Aim of the task - Could you carry on the note about wrong cut-off times in generated plots, starting right after its last sentence?

Document section -
===============
When generating plots the cut-off time may turn out wrong because it's based on the timestamp of the first initial (linked) seed:

https://github.com/profuzzbench/profuzzbench/blob/9962025db43cf93a261c22aee70c29f867ea2058/scripts/analysis/profuzzbench_plot.py#L37-L40 https://github.com/profuzzbench/profuzzbench/blob/9962025db43cf93a261c22aee70c29f867ea2058/subjects/FTP/BFTPD/cov_script.sh#L33-L34 https://github.com/profuzzbench/profuzzbench/blob/9962025db43cf93a261c22aee70c29f867ea2058/subjects/RTSP/Live555/cov_script.sh#L33-L34 https://github.com/profuzzbench/profuzzbench/blob/9962025db43cf93a261c22aee70c29f867ea2058/subjects/FTP/LightFTP/cov_script.sh#L40-L41 (this is the same for all targets/subjects)
===============
Dataset items:
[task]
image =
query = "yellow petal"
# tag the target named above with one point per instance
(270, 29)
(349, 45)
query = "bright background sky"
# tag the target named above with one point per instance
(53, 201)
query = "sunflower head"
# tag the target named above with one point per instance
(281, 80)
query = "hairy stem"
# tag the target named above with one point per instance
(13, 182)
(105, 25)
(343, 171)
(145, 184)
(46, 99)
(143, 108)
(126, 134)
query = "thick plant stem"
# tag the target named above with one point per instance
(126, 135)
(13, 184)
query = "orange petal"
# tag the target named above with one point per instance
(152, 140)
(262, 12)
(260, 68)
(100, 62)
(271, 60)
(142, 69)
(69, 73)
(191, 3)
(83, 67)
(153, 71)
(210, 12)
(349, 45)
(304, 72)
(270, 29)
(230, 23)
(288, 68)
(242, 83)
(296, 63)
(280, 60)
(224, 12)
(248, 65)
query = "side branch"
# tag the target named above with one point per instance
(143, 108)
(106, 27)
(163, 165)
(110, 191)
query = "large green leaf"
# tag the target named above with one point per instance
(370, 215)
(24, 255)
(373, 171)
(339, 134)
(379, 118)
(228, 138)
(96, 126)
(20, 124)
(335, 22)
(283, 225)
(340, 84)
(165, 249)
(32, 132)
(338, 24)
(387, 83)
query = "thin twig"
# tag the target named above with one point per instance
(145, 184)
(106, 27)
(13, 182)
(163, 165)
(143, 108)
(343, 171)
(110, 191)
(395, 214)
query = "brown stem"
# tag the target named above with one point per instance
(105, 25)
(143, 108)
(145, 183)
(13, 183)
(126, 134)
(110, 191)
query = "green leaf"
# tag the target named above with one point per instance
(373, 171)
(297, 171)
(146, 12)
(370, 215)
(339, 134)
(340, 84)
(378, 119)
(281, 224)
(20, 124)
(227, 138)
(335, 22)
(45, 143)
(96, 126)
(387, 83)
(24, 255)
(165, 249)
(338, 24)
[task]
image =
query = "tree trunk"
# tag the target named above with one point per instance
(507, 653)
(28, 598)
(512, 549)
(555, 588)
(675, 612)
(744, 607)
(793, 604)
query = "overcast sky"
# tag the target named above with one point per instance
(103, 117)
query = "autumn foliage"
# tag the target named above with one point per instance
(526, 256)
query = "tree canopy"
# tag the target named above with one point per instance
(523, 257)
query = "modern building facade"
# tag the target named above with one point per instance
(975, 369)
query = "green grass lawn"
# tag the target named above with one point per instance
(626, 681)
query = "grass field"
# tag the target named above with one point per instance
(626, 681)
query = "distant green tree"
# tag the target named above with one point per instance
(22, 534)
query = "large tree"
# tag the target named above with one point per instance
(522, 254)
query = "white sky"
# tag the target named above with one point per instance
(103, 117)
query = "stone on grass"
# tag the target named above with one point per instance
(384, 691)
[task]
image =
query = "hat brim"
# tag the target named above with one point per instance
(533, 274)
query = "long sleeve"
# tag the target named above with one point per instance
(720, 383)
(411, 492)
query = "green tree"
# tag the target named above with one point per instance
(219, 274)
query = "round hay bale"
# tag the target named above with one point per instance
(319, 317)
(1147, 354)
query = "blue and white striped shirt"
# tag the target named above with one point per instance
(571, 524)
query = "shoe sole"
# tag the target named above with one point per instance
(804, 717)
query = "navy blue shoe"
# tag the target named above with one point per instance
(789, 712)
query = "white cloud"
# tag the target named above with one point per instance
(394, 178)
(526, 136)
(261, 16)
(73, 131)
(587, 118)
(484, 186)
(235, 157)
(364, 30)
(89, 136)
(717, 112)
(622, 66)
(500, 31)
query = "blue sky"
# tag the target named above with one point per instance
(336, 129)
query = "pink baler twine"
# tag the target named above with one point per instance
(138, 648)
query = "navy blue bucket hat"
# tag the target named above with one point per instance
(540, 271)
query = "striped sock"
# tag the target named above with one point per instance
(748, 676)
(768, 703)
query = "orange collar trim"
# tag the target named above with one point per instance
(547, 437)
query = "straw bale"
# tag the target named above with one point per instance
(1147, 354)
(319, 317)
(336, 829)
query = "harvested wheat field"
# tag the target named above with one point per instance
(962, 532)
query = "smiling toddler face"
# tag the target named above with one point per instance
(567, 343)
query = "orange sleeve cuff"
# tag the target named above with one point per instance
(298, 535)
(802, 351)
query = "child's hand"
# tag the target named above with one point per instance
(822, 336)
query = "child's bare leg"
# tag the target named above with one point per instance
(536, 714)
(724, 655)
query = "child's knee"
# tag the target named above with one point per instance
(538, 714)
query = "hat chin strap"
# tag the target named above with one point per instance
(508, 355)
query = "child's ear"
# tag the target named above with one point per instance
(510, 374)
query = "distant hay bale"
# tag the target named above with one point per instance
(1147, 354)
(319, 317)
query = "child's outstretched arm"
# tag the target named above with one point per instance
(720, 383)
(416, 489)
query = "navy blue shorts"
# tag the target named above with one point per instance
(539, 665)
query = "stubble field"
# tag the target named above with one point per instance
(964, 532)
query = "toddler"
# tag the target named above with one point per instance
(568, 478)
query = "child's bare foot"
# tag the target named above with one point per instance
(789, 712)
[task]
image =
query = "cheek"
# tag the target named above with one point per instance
===============
Answer to this task -
This bug can cause the plots for AFLnwe to be totally wrong as they're cut too short. In the example above the difference in timestamps from the first seed and the others is in days (the run was 1 hour long), causing the plot for AFLnwe to only pick up some of the initial seeds.

This does not seem to be the case for AFLnet as it uses the replayable-queue where files are created from scratch.

thuanpv commented 3 years ago

Hi @acidghost,

Thank you for reporting these issues! As you pointed out, the old timestamp issue is caused by the link_or_copy function -- if a seed is linked to the queue folder, its timestamp is not updated. I have tried to modify the function so that it always copies seeds and the issue seems to be fixed.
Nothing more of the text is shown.